§ TASK PROMPT
Please convert the stretch below, from the line containing "One pin per instance of the vegetation" through the end of the rows, into a JSON list of strings, one string per line, with that first line included and blank lines left out.

§ RECORDS TO USE
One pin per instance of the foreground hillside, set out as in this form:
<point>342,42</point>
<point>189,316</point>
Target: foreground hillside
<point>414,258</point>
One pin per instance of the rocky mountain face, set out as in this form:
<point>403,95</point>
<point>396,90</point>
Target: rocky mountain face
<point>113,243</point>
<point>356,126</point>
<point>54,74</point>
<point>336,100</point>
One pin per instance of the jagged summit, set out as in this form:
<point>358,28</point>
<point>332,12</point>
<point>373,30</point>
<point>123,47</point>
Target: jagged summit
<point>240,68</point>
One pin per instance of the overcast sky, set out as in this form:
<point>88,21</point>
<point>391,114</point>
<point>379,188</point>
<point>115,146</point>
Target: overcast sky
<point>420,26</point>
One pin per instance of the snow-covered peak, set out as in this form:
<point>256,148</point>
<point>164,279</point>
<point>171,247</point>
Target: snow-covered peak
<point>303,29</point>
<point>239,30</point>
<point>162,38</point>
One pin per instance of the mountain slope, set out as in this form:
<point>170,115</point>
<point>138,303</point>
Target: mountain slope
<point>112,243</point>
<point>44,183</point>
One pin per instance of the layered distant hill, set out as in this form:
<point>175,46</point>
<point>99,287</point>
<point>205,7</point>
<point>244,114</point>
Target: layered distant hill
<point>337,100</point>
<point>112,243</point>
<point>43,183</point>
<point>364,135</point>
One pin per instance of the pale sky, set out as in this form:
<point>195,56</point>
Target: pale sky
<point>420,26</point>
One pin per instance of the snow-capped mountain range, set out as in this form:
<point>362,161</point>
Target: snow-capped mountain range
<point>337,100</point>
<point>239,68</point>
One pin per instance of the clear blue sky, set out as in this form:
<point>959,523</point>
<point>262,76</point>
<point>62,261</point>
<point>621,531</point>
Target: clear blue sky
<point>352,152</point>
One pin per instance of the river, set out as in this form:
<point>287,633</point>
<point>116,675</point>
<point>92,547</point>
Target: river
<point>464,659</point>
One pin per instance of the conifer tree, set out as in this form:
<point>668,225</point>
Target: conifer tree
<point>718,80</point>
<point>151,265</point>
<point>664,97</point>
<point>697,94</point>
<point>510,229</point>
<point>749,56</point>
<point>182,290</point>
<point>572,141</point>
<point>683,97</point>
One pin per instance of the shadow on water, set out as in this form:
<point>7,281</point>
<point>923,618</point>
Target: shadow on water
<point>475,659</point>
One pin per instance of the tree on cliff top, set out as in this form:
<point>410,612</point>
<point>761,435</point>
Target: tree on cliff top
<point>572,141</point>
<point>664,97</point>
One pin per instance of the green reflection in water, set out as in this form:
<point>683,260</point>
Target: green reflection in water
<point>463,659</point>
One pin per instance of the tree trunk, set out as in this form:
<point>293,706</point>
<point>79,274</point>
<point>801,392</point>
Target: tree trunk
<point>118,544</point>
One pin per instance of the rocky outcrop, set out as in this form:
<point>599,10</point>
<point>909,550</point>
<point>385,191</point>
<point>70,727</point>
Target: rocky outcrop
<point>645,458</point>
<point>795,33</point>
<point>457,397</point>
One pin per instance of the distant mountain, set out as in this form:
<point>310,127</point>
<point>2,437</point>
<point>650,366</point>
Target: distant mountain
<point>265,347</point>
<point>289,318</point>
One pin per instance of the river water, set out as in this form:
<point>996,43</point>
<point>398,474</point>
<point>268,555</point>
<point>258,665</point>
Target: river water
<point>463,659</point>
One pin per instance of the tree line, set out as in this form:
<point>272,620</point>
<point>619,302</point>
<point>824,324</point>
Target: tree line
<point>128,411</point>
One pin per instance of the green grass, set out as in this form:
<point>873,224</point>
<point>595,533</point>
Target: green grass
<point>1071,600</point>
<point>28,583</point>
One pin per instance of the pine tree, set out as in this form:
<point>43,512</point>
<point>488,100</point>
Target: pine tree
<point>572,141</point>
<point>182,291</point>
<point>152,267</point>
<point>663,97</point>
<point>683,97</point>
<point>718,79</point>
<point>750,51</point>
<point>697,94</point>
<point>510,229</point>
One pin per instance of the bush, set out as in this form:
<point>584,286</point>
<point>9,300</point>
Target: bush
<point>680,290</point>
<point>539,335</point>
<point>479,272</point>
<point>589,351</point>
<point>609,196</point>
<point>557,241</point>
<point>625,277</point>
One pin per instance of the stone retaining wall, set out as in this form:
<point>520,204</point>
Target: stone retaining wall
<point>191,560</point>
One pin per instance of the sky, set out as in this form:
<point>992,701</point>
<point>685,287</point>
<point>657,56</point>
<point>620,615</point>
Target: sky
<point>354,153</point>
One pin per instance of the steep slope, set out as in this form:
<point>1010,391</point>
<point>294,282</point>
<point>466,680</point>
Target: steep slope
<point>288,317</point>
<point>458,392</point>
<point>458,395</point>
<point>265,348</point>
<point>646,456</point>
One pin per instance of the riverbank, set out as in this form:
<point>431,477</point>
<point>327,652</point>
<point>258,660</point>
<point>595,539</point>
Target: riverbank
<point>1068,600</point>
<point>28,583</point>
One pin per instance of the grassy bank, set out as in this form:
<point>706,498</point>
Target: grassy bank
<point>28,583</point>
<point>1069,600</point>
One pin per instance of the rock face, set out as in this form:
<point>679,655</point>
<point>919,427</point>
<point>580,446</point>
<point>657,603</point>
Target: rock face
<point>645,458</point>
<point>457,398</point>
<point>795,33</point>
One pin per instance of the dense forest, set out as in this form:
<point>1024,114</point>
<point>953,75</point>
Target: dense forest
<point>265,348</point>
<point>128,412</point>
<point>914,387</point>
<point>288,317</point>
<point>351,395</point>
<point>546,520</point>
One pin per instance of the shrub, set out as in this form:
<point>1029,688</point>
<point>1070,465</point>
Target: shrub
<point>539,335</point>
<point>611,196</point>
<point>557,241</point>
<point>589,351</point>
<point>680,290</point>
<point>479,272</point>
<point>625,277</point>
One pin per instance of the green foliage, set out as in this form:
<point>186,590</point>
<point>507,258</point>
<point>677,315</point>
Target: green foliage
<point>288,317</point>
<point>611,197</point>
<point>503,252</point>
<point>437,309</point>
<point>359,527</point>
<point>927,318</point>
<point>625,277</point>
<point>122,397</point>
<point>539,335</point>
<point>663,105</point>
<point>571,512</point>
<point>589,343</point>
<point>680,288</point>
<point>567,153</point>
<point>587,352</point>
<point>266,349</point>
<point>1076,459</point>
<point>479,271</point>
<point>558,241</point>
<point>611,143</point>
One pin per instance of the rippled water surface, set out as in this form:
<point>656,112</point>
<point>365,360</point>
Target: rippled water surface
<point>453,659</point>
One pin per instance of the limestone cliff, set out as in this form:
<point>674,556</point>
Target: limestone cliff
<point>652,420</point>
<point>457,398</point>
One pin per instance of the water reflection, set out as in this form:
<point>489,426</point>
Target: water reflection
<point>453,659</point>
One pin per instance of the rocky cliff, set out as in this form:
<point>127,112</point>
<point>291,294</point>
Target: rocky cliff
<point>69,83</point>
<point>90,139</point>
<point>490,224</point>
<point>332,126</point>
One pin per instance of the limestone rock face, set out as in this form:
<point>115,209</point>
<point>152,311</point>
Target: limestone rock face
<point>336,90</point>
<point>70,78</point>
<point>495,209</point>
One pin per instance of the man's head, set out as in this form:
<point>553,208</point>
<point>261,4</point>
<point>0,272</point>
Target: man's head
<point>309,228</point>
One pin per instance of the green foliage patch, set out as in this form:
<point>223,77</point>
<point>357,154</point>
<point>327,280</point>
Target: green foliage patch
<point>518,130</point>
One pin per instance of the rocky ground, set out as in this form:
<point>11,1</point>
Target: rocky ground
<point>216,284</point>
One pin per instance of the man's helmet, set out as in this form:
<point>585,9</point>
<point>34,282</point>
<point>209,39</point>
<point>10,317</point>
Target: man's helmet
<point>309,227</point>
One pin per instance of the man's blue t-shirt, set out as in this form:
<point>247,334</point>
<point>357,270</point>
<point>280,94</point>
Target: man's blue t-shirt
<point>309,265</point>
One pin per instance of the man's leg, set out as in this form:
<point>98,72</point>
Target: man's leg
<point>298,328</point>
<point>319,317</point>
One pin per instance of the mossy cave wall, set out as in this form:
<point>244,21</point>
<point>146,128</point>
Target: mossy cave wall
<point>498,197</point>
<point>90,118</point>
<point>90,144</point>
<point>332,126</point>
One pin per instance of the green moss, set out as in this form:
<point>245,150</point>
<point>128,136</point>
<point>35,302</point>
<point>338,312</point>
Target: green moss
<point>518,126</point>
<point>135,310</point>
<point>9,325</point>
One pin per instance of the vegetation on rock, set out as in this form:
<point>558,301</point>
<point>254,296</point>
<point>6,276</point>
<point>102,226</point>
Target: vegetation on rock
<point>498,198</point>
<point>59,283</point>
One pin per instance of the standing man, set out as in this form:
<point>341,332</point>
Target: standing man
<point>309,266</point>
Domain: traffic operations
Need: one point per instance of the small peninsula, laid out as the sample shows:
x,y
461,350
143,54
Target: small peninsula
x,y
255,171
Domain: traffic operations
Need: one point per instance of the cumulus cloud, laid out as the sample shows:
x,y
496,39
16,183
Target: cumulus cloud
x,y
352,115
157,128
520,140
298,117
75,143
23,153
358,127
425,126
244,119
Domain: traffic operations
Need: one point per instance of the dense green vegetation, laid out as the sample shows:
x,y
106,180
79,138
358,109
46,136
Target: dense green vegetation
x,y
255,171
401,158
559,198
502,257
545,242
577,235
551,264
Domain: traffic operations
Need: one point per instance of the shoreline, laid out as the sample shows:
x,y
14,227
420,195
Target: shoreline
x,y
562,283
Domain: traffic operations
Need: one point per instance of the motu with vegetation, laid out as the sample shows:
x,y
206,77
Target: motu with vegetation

§ SOLUTION TO THE PROBLEM
[
  "One pin per instance of the vegetation on rock, set out as in this form:",
  "<point>558,301</point>",
  "<point>254,296</point>",
  "<point>6,276</point>",
  "<point>102,226</point>",
  "Target: vegetation on rock",
  "<point>498,198</point>",
  "<point>59,283</point>",
  "One pin per instance of the standing man, set out as in this form:",
  "<point>341,332</point>",
  "Target: standing man",
  "<point>309,266</point>",
  "Domain: traffic operations",
  "Need: one point per instance of the small peninsula, laid out as the sample shows:",
  "x,y",
  "461,350",
  "143,54",
  "Target: small peninsula",
  "x,y",
  "255,171",
  "Domain: traffic operations",
  "Need: one point per instance of the cumulus cloud, laid out as the sample shows:",
  "x,y",
  "496,39",
  "16,183",
  "Target: cumulus cloud",
  "x,y",
  "352,115",
  "157,128",
  "520,140",
  "298,117",
  "75,143",
  "23,153",
  "358,127",
  "425,126",
  "244,119",
  "Domain: traffic operations",
  "Need: one point per instance of the dense green vegetation, laid out as the sample shows:",
  "x,y",
  "106,180",
  "79,138",
  "358,109",
  "46,136",
  "Target: dense green vegetation",
  "x,y",
  "255,171",
  "401,158",
  "559,198",
  "502,257",
  "545,242",
  "577,235",
  "551,264",
  "Domain: traffic operations",
  "Need: one point per instance of the shoreline, laid out as the sample shows:",
  "x,y",
  "14,227",
  "420,195",
  "Target: shoreline",
  "x,y",
  "562,283",
  "Domain: traffic operations",
  "Need: one point per instance of the motu with vegetation, laid out as the sample shows:",
  "x,y",
  "206,77",
  "Target: motu with vegetation"
]